BRIEF: Write each line word for word, from the line that contains "Where can you find the bush" through the last line of the material below.

EXCERPTED DATA:
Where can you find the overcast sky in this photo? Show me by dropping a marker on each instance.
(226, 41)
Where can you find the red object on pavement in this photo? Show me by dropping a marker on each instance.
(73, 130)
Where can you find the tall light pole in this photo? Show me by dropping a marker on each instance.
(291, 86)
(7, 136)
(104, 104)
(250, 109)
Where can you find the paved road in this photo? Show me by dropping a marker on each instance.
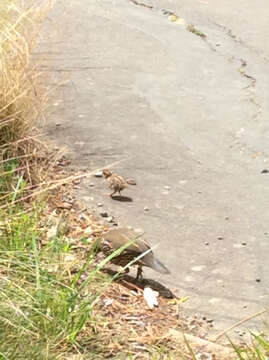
(177, 111)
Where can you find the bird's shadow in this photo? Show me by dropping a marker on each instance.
(128, 280)
(122, 198)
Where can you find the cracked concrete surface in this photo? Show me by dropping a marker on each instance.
(177, 111)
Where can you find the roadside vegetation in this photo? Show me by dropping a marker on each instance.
(54, 301)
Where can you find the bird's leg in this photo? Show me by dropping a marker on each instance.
(139, 272)
(114, 192)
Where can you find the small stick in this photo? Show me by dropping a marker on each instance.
(239, 323)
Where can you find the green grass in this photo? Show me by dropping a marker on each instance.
(46, 310)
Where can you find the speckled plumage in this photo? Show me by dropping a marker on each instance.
(116, 238)
(115, 182)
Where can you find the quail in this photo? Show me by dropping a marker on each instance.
(116, 238)
(116, 182)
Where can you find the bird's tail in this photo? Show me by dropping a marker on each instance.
(158, 266)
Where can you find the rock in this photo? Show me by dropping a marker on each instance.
(104, 214)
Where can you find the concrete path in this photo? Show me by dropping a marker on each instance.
(187, 117)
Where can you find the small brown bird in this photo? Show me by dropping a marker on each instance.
(116, 182)
(116, 238)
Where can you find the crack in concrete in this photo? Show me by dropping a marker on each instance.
(135, 2)
(238, 40)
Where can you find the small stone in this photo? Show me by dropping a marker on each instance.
(104, 214)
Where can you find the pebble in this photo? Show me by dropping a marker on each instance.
(104, 214)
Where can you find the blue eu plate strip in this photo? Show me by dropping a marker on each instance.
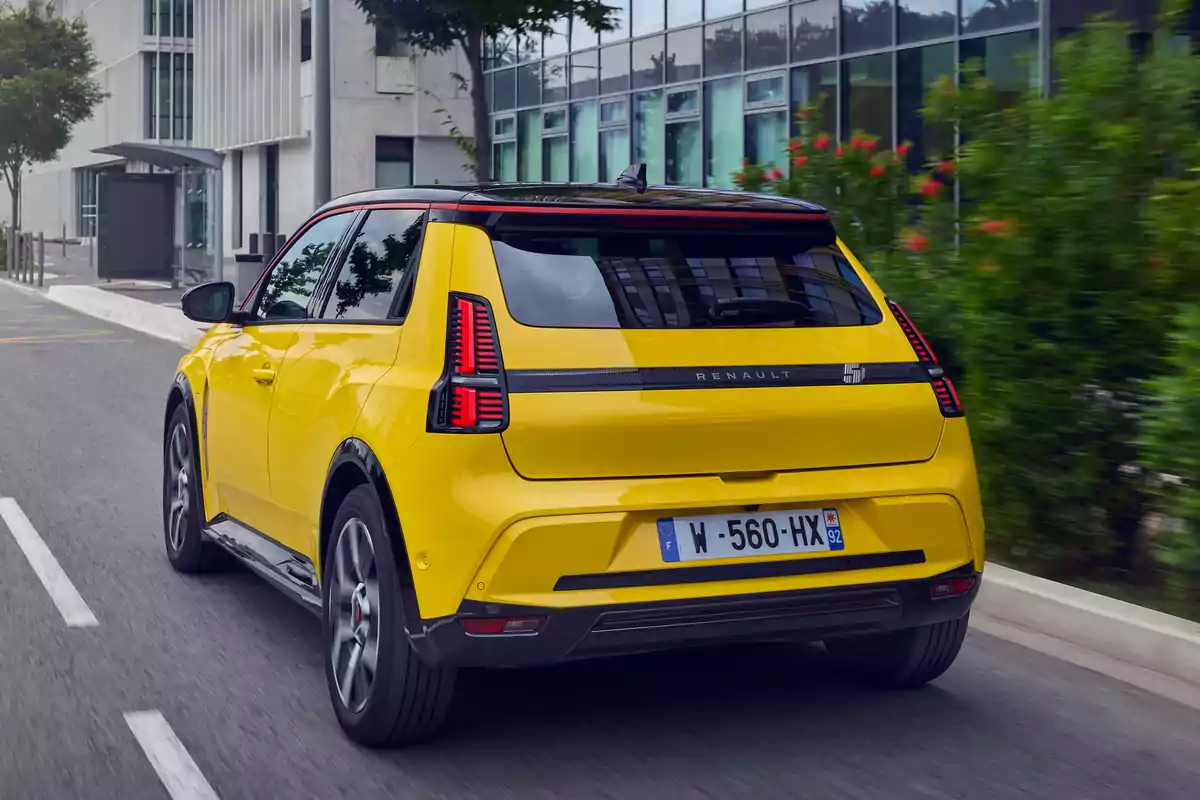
(667, 542)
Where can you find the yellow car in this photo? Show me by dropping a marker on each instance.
(520, 425)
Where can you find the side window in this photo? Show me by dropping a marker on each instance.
(288, 288)
(383, 253)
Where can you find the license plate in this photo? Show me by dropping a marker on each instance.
(754, 533)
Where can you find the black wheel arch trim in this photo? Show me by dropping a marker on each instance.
(359, 453)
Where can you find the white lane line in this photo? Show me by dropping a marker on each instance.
(72, 607)
(169, 759)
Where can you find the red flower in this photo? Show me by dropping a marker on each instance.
(917, 242)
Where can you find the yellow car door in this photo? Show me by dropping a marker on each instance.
(334, 364)
(244, 372)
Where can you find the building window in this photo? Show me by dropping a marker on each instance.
(585, 130)
(306, 35)
(723, 48)
(684, 48)
(723, 131)
(867, 97)
(529, 145)
(815, 30)
(394, 161)
(615, 68)
(989, 14)
(237, 214)
(865, 24)
(648, 62)
(684, 161)
(816, 85)
(649, 115)
(767, 38)
(923, 19)
(391, 43)
(917, 68)
(556, 145)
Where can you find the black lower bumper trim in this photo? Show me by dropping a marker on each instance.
(738, 571)
(570, 633)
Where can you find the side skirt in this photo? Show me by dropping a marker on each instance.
(286, 570)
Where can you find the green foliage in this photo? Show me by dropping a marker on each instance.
(438, 25)
(1171, 441)
(46, 88)
(1050, 290)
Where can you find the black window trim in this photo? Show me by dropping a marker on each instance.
(402, 296)
(251, 302)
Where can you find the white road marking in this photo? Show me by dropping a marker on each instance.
(168, 757)
(72, 607)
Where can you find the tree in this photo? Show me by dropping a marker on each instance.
(46, 88)
(437, 25)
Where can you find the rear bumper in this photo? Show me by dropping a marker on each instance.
(594, 631)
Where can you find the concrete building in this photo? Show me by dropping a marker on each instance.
(222, 94)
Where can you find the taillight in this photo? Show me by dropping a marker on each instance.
(943, 390)
(471, 395)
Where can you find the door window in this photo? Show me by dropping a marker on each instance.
(383, 253)
(289, 286)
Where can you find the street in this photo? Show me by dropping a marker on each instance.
(235, 668)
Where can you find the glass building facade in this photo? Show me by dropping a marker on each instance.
(693, 86)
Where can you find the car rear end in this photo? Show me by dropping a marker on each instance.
(675, 426)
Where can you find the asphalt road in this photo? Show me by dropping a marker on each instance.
(235, 669)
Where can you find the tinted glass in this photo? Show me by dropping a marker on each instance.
(384, 251)
(815, 30)
(767, 38)
(288, 288)
(865, 24)
(989, 14)
(867, 97)
(678, 280)
(921, 19)
(723, 47)
(615, 68)
(648, 62)
(683, 54)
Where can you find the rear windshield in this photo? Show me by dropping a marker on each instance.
(659, 280)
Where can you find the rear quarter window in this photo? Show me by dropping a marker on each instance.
(678, 280)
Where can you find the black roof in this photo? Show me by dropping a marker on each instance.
(592, 194)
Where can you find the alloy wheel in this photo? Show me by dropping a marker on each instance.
(354, 612)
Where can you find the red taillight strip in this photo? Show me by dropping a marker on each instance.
(924, 353)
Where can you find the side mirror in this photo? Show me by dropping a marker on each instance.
(209, 302)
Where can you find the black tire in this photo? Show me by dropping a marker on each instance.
(903, 659)
(406, 699)
(186, 548)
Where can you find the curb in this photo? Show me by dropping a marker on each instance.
(1131, 635)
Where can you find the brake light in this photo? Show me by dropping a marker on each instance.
(471, 395)
(943, 390)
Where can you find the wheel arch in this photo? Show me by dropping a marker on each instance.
(355, 464)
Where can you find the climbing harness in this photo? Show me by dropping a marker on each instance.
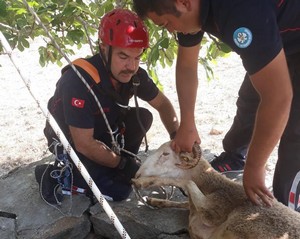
(70, 151)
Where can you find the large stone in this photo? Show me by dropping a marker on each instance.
(23, 214)
(33, 217)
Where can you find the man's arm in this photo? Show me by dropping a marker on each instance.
(274, 87)
(93, 149)
(166, 111)
(187, 84)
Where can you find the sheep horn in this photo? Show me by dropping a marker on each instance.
(188, 161)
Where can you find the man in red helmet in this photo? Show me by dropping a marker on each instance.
(115, 78)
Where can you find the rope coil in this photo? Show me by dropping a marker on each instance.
(112, 216)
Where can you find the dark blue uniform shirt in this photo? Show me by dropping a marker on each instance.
(255, 29)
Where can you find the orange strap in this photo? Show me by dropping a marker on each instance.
(89, 68)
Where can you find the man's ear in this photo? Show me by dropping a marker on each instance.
(183, 5)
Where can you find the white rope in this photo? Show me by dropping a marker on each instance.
(112, 216)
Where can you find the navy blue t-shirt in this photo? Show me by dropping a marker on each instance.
(74, 105)
(255, 29)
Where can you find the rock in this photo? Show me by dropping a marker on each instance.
(23, 214)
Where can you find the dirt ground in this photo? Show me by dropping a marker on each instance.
(22, 121)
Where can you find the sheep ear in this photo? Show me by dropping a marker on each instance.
(190, 160)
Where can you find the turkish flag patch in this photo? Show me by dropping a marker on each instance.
(78, 103)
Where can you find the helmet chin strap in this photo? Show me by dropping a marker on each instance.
(107, 62)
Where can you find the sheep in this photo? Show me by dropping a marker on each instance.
(219, 207)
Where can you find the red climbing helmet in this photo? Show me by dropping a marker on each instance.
(123, 28)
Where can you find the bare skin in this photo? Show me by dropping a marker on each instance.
(272, 84)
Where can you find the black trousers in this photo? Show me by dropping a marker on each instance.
(238, 137)
(107, 179)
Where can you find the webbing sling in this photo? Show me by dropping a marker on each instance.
(89, 68)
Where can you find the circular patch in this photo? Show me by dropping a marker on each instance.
(242, 37)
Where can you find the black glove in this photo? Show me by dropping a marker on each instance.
(128, 167)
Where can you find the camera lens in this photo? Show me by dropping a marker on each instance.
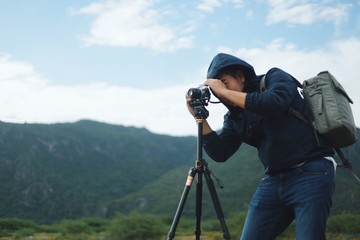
(194, 93)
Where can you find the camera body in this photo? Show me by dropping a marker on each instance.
(200, 96)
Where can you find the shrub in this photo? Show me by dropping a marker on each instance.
(344, 223)
(136, 226)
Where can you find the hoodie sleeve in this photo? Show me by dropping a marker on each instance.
(221, 146)
(280, 91)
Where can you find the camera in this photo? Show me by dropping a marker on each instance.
(200, 96)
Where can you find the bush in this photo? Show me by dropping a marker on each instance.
(74, 226)
(136, 226)
(344, 223)
(10, 225)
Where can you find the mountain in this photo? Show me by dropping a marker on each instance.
(50, 172)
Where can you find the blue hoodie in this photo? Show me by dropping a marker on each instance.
(282, 140)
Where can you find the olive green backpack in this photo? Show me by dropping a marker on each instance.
(331, 111)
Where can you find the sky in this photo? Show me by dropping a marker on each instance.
(130, 62)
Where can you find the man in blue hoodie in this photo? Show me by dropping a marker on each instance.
(299, 168)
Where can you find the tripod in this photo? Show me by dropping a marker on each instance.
(201, 168)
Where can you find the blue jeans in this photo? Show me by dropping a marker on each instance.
(303, 193)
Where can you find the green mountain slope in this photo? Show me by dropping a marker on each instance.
(51, 172)
(71, 170)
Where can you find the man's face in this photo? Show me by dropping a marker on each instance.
(233, 83)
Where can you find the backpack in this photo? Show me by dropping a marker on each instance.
(332, 116)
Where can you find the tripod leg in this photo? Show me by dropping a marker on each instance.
(216, 202)
(198, 206)
(181, 205)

FINAL RESULT:
Where can you find the bush in this photo? Show me by dropping a marker on each instance.
(74, 226)
(136, 226)
(344, 223)
(10, 225)
Where can you find the mountain in this photo? Show me by dropping a marker on each instance.
(50, 172)
Where can you find the blue hoodie in this photo? Show me by dropping a marker on each instance.
(282, 140)
Where can you find the olive green backpack in this photo? Show me by dropping a marker on each instance.
(331, 111)
Where can you find the sky in this photo? Show me by dropping a marker on each instance.
(130, 62)
Where can you find the man in blue hoodie in this photo? Show me by dropping a marker on each instance.
(299, 168)
Where can you find the tripod in this photo? Show me by dropping a marker on each instance.
(201, 168)
Where can you find the blue jeans in this photo? Show me by dropping a marker on each instance.
(303, 193)
Where can you find the green mountain slope in this photo? Show me by dropping a marker on each instance.
(51, 172)
(71, 170)
Where can you find the man's face in this photo? Show me by dropping a marker on each instance.
(233, 83)
Where can you find the backpack in this photo? Show me by dropping a marker on each instance.
(332, 116)
Where can you find the tripod leg in this photo? Show me by dropping a marker on each instance.
(216, 202)
(198, 206)
(181, 205)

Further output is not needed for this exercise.